## SHORT EXERCISE
Output the following lines again without any changes, leaving out the pictures.

## DATA FOR THIS TASK
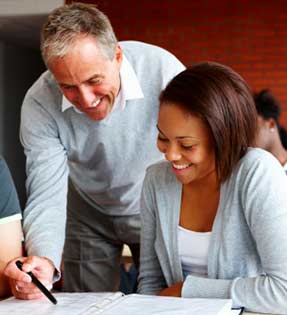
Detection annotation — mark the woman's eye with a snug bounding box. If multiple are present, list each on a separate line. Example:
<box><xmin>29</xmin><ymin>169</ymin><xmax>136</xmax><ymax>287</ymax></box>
<box><xmin>90</xmin><ymin>80</ymin><xmax>103</xmax><ymax>85</ymax></box>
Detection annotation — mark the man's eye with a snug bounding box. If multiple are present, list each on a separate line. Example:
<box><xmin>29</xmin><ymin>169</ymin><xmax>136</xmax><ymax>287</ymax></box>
<box><xmin>157</xmin><ymin>137</ymin><xmax>168</xmax><ymax>142</ymax></box>
<box><xmin>181</xmin><ymin>144</ymin><xmax>193</xmax><ymax>150</ymax></box>
<box><xmin>61</xmin><ymin>85</ymin><xmax>73</xmax><ymax>90</ymax></box>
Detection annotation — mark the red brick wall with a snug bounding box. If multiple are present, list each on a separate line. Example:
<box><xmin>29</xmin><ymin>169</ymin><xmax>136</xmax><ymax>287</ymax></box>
<box><xmin>67</xmin><ymin>0</ymin><xmax>287</xmax><ymax>127</ymax></box>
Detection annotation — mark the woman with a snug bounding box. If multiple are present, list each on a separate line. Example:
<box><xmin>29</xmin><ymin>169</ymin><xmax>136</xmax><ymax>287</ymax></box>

## OUTPUT BELOW
Detection annotation — mark the woman's eye with a snug bounding box. If multiple are present, list each on a separate line. Example:
<box><xmin>29</xmin><ymin>169</ymin><xmax>136</xmax><ymax>287</ymax></box>
<box><xmin>90</xmin><ymin>80</ymin><xmax>103</xmax><ymax>85</ymax></box>
Detection annotation — mark the man's eye with a snug bounding box. If multiple are present, list each on a separate line. Example:
<box><xmin>29</xmin><ymin>169</ymin><xmax>136</xmax><ymax>287</ymax></box>
<box><xmin>157</xmin><ymin>137</ymin><xmax>168</xmax><ymax>142</ymax></box>
<box><xmin>181</xmin><ymin>144</ymin><xmax>193</xmax><ymax>150</ymax></box>
<box><xmin>61</xmin><ymin>85</ymin><xmax>73</xmax><ymax>90</ymax></box>
Detection annotation — mark the red brick wall with a snug bounding box. If multiple are present, list each on a separate line. Example:
<box><xmin>29</xmin><ymin>169</ymin><xmax>136</xmax><ymax>287</ymax></box>
<box><xmin>67</xmin><ymin>0</ymin><xmax>287</xmax><ymax>127</ymax></box>
Detection annotation — mark the woman with a snug bounding box. If multiple are present, list each on a separate line. Example:
<box><xmin>29</xmin><ymin>169</ymin><xmax>136</xmax><ymax>287</ymax></box>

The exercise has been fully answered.